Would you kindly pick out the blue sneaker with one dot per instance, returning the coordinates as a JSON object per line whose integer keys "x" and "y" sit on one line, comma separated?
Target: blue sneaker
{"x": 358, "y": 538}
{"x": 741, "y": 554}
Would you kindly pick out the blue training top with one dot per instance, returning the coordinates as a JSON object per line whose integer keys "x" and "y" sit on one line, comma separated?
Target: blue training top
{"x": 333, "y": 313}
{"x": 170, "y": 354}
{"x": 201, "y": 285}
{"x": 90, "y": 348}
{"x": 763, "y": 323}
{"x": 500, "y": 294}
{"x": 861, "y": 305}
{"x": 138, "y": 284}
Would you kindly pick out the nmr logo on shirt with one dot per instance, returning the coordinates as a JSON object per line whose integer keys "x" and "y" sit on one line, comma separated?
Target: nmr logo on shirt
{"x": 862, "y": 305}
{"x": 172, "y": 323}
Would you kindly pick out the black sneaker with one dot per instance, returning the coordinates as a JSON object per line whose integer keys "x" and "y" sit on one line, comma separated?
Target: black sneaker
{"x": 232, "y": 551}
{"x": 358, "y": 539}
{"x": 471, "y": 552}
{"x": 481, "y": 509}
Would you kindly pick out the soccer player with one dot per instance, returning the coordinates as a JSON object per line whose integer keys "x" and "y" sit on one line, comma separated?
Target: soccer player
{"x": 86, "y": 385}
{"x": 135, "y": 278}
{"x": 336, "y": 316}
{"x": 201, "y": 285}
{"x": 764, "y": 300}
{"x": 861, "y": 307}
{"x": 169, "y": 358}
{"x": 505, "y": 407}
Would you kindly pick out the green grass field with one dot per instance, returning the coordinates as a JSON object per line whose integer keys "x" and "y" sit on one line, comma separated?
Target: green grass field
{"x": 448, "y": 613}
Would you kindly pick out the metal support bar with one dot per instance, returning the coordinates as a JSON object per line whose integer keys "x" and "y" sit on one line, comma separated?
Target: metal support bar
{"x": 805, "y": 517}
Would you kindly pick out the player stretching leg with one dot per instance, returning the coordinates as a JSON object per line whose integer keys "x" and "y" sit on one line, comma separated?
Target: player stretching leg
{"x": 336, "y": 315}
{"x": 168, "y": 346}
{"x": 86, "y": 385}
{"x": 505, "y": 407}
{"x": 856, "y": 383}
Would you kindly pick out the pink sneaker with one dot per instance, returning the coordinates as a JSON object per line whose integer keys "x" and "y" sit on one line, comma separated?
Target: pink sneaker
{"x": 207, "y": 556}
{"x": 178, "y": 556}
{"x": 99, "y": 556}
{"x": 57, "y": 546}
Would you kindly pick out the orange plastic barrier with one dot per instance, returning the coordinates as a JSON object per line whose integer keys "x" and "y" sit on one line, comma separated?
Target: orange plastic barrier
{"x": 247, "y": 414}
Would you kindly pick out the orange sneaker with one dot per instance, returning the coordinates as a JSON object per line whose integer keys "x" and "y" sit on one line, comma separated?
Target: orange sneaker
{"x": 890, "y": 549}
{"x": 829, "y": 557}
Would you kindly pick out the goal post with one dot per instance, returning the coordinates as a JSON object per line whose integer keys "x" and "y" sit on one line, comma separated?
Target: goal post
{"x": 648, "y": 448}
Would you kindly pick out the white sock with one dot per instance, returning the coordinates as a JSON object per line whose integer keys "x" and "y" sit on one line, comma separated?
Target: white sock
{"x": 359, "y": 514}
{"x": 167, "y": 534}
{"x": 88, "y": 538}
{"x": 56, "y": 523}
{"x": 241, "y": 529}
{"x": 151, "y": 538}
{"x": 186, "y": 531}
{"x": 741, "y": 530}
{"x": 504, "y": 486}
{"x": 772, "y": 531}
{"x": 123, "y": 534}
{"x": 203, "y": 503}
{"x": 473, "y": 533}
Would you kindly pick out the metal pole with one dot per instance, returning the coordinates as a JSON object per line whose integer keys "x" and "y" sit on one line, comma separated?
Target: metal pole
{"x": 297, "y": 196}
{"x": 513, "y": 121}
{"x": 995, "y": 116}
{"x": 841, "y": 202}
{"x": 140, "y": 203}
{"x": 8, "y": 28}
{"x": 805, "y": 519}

····················

- _What the task requires_
Write out the material from the first line to the last, exactly.

- _Solution to this problem_
Would you kindly pick out the blue sneaker with one dot per instance, returning the coordinates as a JSON object per line whose integer keys "x" and "y" sit on one line, comma separated?
Target: blue sneaker
{"x": 358, "y": 538}
{"x": 741, "y": 554}
Would you kindly pick out the blue training top with one dot per instance, returning the coordinates as a JSON object per line whose integer keys "x" and "y" sit on one line, comma separated?
Target: blue training top
{"x": 333, "y": 313}
{"x": 170, "y": 354}
{"x": 201, "y": 285}
{"x": 90, "y": 348}
{"x": 763, "y": 323}
{"x": 500, "y": 294}
{"x": 861, "y": 305}
{"x": 138, "y": 284}
Would you kindly pick out the nmr logo on shirt with one dot per instance, returning the coordinates as a JSON object per line whose integer keys "x" and "y" sit on one line, comma separated?
Target: nmr logo on shirt
{"x": 862, "y": 305}
{"x": 172, "y": 323}
Would you kindly pick out the black sneaker with one dot per instance, returning the coordinates as a JSON object per line whose integer keys "x" and "y" sit on one line, comma separated?
Target: black sneaker
{"x": 232, "y": 551}
{"x": 358, "y": 539}
{"x": 471, "y": 552}
{"x": 481, "y": 509}
Would you kindly pick out the soccer player with one dot per instance, returning the coordinates as a JSON object per line whose integer keys "x" and "y" sit on one line, comma separated?
Target: soccer player
{"x": 86, "y": 385}
{"x": 135, "y": 278}
{"x": 336, "y": 316}
{"x": 201, "y": 285}
{"x": 764, "y": 300}
{"x": 861, "y": 307}
{"x": 169, "y": 358}
{"x": 505, "y": 407}
Would you kindly pick out the green grass field with one dot per instance, returning the coordinates as a JSON object per line whose integer keys "x" and "y" sit on one line, comma separated?
Target: green grass field
{"x": 448, "y": 613}
Would you kindly pick out the metal support bar with one dot per instance, returning the coordinates as a JSON object per line whose integer keys "x" and "y" sit on one line, comma separated?
Target: metal support bar
{"x": 805, "y": 517}
Would you kindly pick out the player stretching leg with one dot per instance, returning the coordinates as a JSON object per line whose integer keys "x" and "y" sit on one line, comma separated?
Target: player stretching leg
{"x": 336, "y": 315}
{"x": 168, "y": 346}
{"x": 86, "y": 385}
{"x": 505, "y": 407}
{"x": 856, "y": 383}
Would you kindly pick out the pink sneaker with one dot per instance, returning the coordinates as a JSON object per line whose integer keys "x" and "y" sit on one line, comma separated?
Target: pink sneaker
{"x": 207, "y": 556}
{"x": 178, "y": 556}
{"x": 99, "y": 556}
{"x": 57, "y": 546}
Would you kindly pick out the orange plastic barrier with one dot per instance, returning the coordinates as a JSON object per line whose integer keys "x" and "y" sit on one line, comma separated?
Target: orange plastic barrier
{"x": 247, "y": 414}
Would you kindly pick out the orange sneaker with one dot per instance, returning the coordinates as a JSON object per line whose integer keys "x" and "y" sit on one line, comma separated?
Target: orange sneaker
{"x": 890, "y": 549}
{"x": 829, "y": 557}
Would you kindly pick out the goal post with one dot per instance, returning the coordinates as a JSON object per line whose integer keys "x" and "y" sit on one line, comma separated?
Target: goal post
{"x": 648, "y": 448}
Would you kindly pick out the white sock with one dot per instance, returning the coordinates as a JSON object per line whose integer keys "x" and "y" sit on one line, comma separated?
Target: white sock
{"x": 359, "y": 514}
{"x": 167, "y": 534}
{"x": 88, "y": 538}
{"x": 56, "y": 523}
{"x": 241, "y": 529}
{"x": 151, "y": 538}
{"x": 186, "y": 531}
{"x": 741, "y": 530}
{"x": 504, "y": 486}
{"x": 772, "y": 531}
{"x": 123, "y": 534}
{"x": 203, "y": 503}
{"x": 473, "y": 533}
Would you kindly pick out the metal pole with one dot per instance, returning the coordinates as a JSON object per line whose integer keys "x" and "y" sit on one line, comma separated?
Target: metal pole
{"x": 297, "y": 196}
{"x": 513, "y": 121}
{"x": 995, "y": 116}
{"x": 841, "y": 202}
{"x": 140, "y": 203}
{"x": 8, "y": 28}
{"x": 805, "y": 519}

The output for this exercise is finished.